READING PASSAGE
--- BEGIN ---

Fluid Seal Assembly

FIELD OF THE INVENTION

The present invention relates generally to fluid seals for use with relatively rotatable members, such as shafts and the like.

BACKGROUND OF THE INVENTION

Fluid seal assemblies of various types are used in numerous applications including and not limited to sealing vehicular engine crankshafts, transmission shafts, bearing lubrication systems, compressor shaft support assemblies, and the like. The fluid seal assembly is designed to retain and seal oil or grease in a predetermined location for lubricating the shaft and to prevent ingress of environmental

contaminants.

Typical fluid seal assembly includes a casing unit, a flexible sealing member having a sealing lip adapted to engage against a sealing surface of a relatively rotatable member, such as the shaft. The flexible sealing member includes a body portion extending to an annular flex portion of reduced cross-sectional thickness bonded to the metal case member and located intermediate the seal lip and metal case. The purpose of this flex section is to allow the seal lip to stay in continuous, intimate contact with the shaft it is to seal despite any lack of concentricity between the relatively rotating members, e.g. the rotating shaft and the stationery engine block into which the annular metal case member is installed.

It is important to constantly retain and seal oil or grease in a predetermined location for lubrication of the shaft and to prevent ingress of environmental contaminants. There are numerous prior art seal assembly designs, which are effective to return oil or other lubricant to the sealed cavity upon rotation of the shaft. In either case, relative motion between the shaft and the seal assembly serves to "pump" the oil, grease, or other sealed fluid back into the sealed region defined between the shaft and the seal assembly.

Various prior art references are known which disclose fluid seals adaptable to retain and seal oil or grease in a predetermined location for lubricating the shaft. These prior art references include and are not limited to United States Patent Nos. 3,501,155 to Dega et al.; 4,336,945 to Christiansen, et al.; 4,501,431 to Peisker et al., 4,667,968 to Nash et al., 4,886,281 to Ehrmann et al.; 4,969,653 to Breen, and 5,553,870 to Czekansky et al.

--- END ---

EXERCISE PROMPT
Reproduce the part of the fluid seal passage that opens with the words containing "Various prior art" and closes with "Czekansky et al.". Draw only on the fluid seal passage.

RECORD EXCERPTS
--- BEGIN ---

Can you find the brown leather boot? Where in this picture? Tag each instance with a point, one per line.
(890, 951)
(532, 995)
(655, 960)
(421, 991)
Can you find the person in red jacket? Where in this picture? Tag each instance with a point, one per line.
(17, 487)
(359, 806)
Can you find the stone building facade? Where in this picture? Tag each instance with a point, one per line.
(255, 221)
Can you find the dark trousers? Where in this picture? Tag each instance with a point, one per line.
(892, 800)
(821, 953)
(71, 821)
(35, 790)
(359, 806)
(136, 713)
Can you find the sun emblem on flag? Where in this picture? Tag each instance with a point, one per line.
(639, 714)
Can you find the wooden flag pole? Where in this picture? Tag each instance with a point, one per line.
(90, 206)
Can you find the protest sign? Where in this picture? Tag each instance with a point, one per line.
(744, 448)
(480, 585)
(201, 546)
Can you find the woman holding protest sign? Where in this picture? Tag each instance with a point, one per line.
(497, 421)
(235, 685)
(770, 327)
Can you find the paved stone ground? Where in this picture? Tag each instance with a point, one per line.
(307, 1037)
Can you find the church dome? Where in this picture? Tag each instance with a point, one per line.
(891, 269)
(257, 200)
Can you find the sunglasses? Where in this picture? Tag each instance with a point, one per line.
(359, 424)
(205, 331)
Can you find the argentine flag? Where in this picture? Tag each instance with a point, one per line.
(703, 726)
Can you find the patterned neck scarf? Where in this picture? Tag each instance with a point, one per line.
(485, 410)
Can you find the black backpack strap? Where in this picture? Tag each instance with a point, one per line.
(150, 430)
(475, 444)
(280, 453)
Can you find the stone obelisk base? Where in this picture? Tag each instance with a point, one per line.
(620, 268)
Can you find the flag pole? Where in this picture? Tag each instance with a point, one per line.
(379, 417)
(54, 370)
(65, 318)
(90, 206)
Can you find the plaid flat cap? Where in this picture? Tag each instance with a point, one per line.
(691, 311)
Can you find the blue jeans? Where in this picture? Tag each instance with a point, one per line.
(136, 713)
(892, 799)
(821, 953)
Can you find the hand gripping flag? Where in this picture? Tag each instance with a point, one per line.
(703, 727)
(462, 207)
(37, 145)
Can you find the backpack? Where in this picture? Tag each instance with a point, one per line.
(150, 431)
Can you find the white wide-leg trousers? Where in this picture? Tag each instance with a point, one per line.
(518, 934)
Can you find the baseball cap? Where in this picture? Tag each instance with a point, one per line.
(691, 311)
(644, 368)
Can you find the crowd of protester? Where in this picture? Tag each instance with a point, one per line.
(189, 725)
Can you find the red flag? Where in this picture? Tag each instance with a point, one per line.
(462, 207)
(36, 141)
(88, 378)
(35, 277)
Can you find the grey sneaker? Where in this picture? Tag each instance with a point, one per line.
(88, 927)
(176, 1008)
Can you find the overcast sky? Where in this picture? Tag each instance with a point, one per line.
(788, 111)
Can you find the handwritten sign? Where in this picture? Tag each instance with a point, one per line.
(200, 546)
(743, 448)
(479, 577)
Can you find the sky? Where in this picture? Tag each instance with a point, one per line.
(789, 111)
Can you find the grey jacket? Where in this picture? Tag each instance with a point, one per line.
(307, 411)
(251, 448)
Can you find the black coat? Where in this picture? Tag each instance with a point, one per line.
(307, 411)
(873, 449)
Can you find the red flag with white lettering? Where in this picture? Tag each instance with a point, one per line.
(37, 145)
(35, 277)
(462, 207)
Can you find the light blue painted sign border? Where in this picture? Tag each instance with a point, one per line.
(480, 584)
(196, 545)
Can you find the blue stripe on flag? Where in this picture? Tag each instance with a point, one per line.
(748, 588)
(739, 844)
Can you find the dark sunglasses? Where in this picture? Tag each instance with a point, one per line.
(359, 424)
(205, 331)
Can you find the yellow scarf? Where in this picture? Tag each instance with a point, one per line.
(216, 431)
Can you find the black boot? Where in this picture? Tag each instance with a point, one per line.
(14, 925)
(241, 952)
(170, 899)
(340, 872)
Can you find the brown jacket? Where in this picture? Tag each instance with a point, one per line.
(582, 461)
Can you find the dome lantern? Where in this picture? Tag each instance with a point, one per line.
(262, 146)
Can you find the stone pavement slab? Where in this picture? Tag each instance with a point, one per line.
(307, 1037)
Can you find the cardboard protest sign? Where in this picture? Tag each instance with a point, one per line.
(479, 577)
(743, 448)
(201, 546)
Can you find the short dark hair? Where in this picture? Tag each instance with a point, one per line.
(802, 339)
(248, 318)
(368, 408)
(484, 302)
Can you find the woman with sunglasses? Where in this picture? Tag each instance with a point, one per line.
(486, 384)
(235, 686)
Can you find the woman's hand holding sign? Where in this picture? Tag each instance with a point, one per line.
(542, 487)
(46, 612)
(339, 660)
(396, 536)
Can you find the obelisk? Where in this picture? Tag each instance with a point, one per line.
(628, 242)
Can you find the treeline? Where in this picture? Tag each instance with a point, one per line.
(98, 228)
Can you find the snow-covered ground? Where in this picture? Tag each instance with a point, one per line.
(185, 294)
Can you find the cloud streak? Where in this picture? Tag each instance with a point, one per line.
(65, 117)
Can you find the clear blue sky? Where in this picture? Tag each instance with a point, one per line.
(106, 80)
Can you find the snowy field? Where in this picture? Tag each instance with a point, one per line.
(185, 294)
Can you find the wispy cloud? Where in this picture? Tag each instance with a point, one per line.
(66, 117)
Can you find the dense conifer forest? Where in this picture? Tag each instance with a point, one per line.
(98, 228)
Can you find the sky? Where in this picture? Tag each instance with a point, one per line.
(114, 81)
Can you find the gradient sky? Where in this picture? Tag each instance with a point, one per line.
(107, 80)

--- END ---

ANSWER FOR THE TASK
Various prior art references are known which disclose fluid seals adaptable to retain and seal oil or grease in a predetermined location for lubricating the shaft. These prior art references include and are not limited to United States Patent Nos. 3,501,155 to Dega et al.; 4,336,945 to Christiansen, et al.; 4,501,431 to Peisker et al., 4,667,968 to Nash et al., 4,886,281 to Ehrmann et al.; 4,969,653 to Breen, and 5,553,870 to Czekansky et al.